::: DATA :::

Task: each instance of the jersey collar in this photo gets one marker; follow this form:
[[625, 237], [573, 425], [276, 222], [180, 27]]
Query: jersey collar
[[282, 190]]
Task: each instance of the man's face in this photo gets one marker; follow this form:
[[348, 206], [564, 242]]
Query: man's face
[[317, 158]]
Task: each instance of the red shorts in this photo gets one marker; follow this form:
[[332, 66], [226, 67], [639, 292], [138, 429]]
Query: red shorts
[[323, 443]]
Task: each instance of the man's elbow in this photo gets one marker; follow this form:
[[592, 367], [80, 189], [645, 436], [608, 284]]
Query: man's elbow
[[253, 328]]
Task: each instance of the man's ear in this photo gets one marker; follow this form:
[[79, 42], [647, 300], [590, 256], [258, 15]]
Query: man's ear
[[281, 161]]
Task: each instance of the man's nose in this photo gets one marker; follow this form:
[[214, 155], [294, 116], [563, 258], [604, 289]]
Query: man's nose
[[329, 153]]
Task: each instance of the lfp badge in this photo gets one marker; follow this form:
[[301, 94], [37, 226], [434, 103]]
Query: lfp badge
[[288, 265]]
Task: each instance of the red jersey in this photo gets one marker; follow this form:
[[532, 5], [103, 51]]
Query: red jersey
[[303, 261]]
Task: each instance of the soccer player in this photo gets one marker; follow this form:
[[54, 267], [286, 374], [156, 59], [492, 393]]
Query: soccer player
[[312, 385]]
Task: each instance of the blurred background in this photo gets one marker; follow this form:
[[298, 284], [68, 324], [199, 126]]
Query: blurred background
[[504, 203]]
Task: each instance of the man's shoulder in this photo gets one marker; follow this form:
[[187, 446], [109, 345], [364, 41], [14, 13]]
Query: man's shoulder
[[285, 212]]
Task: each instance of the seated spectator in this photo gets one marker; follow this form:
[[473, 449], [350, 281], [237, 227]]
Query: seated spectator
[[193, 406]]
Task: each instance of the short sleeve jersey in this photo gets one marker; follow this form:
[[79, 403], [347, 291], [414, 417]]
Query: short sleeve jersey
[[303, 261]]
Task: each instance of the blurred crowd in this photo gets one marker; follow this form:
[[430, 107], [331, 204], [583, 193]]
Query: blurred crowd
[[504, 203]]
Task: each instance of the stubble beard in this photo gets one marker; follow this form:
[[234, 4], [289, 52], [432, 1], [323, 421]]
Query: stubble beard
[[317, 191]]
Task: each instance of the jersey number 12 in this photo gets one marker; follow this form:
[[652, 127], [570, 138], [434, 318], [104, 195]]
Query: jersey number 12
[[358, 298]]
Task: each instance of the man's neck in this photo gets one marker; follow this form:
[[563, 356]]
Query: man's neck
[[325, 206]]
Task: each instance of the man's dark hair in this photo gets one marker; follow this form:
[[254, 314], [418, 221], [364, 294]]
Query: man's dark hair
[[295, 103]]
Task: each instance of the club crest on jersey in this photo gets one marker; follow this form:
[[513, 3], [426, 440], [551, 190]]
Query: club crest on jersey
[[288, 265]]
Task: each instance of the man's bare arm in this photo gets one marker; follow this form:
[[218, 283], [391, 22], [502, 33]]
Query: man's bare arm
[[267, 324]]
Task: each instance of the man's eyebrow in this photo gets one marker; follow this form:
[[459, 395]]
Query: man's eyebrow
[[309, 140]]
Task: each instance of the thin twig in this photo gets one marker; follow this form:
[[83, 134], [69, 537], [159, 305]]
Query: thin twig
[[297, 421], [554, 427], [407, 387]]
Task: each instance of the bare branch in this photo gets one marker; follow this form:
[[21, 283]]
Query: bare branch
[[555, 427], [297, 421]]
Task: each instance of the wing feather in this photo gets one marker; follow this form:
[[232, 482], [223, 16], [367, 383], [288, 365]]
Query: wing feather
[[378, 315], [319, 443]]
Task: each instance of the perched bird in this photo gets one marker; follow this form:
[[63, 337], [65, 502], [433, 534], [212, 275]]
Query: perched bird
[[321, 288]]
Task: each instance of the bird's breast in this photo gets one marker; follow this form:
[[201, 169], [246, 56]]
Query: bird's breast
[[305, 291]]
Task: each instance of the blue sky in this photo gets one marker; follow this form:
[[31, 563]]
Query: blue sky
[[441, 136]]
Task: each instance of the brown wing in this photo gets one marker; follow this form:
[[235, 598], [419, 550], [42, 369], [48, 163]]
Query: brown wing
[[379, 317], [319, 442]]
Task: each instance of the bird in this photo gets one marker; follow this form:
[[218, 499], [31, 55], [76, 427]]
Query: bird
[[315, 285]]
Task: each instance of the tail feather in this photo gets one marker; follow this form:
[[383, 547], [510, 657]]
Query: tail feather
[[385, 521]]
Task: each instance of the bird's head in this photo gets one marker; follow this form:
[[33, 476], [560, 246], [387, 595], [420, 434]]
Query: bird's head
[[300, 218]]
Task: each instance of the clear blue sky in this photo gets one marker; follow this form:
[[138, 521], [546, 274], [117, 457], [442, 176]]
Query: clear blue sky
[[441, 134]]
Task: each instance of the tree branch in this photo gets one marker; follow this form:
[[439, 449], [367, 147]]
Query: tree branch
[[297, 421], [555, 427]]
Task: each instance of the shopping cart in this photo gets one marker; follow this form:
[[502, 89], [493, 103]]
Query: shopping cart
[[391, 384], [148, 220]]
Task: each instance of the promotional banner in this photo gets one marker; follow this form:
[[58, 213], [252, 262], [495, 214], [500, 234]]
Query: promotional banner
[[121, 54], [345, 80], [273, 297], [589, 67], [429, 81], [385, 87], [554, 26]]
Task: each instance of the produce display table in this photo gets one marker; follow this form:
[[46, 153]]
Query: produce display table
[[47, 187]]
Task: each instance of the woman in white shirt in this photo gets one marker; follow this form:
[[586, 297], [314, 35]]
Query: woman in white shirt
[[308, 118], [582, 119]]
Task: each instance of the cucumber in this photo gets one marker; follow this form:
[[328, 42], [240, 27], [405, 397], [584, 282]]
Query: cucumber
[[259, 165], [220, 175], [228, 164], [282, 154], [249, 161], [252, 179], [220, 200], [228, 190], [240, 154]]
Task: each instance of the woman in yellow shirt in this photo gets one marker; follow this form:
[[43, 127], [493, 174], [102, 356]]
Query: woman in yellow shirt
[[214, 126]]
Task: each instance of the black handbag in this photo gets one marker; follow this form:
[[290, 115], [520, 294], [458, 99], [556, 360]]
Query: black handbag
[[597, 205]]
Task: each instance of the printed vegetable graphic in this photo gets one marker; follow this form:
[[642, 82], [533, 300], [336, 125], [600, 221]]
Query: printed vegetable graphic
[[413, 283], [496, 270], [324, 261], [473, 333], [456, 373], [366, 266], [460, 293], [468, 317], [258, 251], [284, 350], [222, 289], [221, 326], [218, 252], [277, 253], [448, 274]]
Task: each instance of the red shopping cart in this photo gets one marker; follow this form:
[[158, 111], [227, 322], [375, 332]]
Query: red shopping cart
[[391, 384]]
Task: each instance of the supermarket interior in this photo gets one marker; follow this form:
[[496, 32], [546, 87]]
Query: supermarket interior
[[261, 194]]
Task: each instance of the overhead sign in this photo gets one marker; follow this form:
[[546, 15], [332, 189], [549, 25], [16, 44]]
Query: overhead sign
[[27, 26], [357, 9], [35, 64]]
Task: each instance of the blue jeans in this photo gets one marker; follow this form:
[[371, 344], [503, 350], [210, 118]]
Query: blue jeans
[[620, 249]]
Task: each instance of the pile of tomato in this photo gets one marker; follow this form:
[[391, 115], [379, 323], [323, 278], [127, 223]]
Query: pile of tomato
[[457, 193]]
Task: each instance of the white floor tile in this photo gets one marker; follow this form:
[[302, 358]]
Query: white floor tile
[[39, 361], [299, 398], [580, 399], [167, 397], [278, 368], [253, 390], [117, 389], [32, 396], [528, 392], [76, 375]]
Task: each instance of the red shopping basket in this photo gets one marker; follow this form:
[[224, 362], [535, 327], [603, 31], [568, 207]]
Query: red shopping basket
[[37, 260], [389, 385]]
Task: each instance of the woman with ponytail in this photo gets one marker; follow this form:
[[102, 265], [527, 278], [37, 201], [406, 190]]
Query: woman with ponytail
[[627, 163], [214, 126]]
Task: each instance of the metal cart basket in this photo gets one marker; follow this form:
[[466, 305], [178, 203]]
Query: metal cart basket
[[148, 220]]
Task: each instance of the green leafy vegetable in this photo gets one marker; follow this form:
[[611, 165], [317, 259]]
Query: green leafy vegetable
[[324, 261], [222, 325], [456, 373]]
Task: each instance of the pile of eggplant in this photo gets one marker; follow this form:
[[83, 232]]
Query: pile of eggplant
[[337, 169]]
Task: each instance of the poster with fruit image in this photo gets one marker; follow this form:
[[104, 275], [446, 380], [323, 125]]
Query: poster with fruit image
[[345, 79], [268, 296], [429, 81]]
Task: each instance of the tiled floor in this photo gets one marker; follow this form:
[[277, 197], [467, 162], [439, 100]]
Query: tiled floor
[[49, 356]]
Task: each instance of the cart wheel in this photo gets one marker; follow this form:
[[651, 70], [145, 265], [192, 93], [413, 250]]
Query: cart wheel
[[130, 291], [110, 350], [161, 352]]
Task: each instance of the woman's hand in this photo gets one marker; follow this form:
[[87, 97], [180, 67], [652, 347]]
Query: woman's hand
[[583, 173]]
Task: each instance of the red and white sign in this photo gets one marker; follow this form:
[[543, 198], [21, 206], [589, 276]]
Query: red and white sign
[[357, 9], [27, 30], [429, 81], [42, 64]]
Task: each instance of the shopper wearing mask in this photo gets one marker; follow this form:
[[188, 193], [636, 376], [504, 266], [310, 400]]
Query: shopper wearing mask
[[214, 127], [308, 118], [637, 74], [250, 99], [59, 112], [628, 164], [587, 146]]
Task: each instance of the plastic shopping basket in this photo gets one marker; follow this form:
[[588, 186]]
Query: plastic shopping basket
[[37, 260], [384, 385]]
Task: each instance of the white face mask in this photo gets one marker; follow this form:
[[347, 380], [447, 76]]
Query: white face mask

:::

* [SHORT PROBLEM]
Rewrite the material above as a Markdown table, from its first line through the line containing "[[253, 328]]", inclusive. Use the columns Row and Line, with the row number in Row and that line in Line, and omit any blank lines.

* [WORKED SOLUTION]
| Row | Line |
|---|---|
| 1 | Task: each instance of the jersey collar in this photo gets one marker; follow this form: |
| 2 | [[625, 237], [573, 425], [276, 222], [180, 27]] |
| 3 | Query: jersey collar |
| 4 | [[282, 190]] |
| 5 | Task: each instance of the man's face in this photo gets one marker; follow this form: |
| 6 | [[348, 206], [564, 242]] |
| 7 | Query: man's face |
| 8 | [[317, 158]] |
| 9 | Task: each instance of the red shorts in this photo gets one marker; follow this form: |
| 10 | [[332, 66], [226, 67], [639, 292], [138, 429]] |
| 11 | Query: red shorts |
| 12 | [[323, 443]] |
| 13 | Task: each instance of the man's elbow in this photo gets one marker; follow this form: |
| 14 | [[592, 367], [80, 189], [645, 436], [608, 284]] |
| 15 | Query: man's elbow |
| 16 | [[253, 328]] |